Instruction:
Please report every line in the listing below that contains the word "sandal", copying each such line in full.
━━━ Record excerpts
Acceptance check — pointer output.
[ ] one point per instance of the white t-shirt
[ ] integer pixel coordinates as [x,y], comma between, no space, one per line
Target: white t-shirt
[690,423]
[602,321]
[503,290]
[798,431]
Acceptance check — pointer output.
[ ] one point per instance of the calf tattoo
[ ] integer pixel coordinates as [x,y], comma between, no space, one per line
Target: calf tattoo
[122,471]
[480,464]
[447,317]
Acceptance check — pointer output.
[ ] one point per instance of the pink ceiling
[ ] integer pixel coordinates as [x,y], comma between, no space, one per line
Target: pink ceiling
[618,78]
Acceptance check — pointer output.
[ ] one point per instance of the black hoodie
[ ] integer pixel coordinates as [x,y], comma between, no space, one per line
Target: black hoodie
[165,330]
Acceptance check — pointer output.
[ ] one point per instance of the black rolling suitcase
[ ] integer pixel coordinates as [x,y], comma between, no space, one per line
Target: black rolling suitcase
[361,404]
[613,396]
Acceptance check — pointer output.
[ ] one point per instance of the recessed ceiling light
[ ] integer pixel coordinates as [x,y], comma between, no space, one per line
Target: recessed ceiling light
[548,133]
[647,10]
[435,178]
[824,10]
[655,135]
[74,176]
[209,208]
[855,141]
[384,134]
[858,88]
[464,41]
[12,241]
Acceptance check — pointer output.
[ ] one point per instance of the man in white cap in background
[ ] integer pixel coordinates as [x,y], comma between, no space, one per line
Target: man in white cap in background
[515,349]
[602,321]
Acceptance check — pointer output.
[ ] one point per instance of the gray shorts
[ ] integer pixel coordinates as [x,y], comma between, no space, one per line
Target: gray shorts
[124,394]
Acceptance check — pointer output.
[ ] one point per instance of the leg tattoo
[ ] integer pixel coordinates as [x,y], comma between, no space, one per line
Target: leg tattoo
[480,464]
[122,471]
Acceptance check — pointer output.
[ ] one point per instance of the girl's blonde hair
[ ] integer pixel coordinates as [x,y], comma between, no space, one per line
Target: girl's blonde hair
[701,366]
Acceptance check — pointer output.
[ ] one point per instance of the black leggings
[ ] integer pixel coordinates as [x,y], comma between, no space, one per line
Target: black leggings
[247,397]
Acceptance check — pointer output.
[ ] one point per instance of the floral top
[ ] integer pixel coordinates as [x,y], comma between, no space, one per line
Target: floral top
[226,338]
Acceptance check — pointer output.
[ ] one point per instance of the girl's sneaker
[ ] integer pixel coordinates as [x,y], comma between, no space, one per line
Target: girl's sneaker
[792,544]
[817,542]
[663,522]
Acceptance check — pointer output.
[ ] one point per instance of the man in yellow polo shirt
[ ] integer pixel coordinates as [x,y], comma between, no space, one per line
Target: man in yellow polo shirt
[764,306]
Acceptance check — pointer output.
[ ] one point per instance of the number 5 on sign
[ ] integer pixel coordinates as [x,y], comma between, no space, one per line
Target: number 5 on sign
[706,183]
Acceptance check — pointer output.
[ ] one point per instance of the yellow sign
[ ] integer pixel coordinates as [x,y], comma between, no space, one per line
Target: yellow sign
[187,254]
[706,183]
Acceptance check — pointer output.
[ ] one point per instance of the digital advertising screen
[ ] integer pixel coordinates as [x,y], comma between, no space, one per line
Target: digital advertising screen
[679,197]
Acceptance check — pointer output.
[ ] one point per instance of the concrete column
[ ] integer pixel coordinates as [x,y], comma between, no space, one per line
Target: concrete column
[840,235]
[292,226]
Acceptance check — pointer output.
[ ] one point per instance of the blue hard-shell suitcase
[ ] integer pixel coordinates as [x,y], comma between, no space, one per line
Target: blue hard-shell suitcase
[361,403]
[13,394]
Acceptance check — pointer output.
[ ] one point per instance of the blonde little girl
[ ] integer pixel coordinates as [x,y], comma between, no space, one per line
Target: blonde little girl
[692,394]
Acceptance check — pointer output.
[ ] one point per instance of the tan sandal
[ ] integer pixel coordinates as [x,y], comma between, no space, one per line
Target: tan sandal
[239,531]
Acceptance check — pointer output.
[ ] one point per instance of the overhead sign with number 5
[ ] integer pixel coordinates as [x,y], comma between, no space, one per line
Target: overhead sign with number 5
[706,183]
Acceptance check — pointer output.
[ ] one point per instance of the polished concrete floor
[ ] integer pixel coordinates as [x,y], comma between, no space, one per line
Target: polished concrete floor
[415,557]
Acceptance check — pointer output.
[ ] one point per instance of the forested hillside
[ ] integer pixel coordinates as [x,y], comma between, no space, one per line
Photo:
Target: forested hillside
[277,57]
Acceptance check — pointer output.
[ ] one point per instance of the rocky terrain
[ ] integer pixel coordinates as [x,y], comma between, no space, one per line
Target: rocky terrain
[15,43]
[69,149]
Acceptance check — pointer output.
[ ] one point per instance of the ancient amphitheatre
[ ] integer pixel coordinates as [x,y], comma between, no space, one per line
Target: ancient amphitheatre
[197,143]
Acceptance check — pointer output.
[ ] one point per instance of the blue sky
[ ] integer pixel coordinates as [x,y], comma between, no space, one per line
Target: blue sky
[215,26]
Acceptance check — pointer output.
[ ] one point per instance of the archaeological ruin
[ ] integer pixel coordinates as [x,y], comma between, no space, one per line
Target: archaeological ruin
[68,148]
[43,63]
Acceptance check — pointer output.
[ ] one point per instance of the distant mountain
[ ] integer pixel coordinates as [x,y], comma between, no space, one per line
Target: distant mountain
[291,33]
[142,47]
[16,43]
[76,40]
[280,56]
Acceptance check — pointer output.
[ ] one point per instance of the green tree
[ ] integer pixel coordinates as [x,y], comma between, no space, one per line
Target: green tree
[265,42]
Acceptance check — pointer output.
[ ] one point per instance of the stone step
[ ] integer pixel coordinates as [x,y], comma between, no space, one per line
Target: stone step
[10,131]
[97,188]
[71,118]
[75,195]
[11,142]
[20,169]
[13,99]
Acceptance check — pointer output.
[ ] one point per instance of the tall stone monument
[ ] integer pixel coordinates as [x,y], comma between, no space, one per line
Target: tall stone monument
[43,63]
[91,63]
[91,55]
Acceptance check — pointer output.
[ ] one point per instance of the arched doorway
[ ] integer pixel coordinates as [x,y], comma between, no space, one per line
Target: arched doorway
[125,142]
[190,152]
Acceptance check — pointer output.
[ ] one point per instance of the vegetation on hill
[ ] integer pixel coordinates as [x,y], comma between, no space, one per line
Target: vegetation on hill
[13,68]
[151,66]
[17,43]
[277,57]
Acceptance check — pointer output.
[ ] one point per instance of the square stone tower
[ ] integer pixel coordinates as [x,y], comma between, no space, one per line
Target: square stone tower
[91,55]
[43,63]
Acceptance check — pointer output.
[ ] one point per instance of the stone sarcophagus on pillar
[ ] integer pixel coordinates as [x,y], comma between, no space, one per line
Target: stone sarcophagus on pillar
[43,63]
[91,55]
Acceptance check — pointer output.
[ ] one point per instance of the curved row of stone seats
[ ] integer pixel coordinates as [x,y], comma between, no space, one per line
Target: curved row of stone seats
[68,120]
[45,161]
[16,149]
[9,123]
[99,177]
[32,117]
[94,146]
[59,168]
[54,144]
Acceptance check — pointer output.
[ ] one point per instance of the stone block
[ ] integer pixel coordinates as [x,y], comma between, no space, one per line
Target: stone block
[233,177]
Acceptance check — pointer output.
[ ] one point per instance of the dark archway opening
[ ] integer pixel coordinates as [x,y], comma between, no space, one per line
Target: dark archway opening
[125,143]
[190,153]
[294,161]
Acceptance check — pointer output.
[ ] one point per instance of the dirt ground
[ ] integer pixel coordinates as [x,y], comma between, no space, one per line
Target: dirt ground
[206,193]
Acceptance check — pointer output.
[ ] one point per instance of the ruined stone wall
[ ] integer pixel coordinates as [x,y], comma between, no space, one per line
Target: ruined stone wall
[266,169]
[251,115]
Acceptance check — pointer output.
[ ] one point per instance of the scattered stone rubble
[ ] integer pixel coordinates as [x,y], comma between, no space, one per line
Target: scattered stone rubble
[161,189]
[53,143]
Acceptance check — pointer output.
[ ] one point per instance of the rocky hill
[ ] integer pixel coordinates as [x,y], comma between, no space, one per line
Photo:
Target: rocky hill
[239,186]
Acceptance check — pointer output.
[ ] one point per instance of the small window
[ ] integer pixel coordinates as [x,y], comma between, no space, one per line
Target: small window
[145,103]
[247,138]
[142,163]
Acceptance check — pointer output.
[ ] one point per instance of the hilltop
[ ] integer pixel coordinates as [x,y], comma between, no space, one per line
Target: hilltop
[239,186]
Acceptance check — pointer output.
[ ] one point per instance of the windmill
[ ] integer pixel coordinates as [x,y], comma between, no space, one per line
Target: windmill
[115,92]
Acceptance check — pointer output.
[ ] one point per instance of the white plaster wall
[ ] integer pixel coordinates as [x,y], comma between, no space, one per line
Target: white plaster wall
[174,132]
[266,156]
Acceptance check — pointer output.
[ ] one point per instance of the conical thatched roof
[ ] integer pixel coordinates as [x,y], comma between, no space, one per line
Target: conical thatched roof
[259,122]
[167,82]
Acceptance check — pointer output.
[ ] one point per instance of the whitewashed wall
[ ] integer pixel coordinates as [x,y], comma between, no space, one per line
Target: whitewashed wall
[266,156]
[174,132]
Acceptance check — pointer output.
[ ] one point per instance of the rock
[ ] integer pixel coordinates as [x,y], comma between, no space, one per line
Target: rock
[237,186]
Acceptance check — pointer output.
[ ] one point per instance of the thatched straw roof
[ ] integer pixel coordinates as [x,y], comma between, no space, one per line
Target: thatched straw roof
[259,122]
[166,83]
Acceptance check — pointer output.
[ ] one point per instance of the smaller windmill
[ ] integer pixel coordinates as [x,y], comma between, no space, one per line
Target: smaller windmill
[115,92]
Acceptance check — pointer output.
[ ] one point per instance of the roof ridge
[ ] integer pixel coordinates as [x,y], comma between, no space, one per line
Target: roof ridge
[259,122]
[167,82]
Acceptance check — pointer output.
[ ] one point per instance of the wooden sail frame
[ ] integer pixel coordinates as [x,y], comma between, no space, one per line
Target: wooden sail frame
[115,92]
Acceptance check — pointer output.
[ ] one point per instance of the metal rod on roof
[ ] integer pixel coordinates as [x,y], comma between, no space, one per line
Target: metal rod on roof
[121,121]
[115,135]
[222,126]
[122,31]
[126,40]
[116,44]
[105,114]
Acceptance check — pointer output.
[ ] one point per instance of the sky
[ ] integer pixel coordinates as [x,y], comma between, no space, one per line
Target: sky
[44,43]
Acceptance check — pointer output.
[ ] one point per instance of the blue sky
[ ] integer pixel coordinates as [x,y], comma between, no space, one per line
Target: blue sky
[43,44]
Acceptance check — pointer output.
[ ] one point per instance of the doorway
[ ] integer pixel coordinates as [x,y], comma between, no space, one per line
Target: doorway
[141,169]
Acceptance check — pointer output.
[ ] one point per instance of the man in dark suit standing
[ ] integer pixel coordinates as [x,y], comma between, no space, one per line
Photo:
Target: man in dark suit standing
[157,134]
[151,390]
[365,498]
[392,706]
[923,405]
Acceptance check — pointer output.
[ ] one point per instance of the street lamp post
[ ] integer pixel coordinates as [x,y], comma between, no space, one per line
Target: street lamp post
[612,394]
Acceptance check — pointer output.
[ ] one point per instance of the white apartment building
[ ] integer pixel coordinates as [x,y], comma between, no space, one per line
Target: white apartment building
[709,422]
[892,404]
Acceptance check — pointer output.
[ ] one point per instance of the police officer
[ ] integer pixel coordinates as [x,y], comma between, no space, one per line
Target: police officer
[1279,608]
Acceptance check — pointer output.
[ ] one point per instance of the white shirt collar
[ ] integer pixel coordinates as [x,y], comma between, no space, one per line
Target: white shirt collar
━━━━━━
Answer for this exercise:
[ ] one point per instance of the tan sandal
Target: tan sandal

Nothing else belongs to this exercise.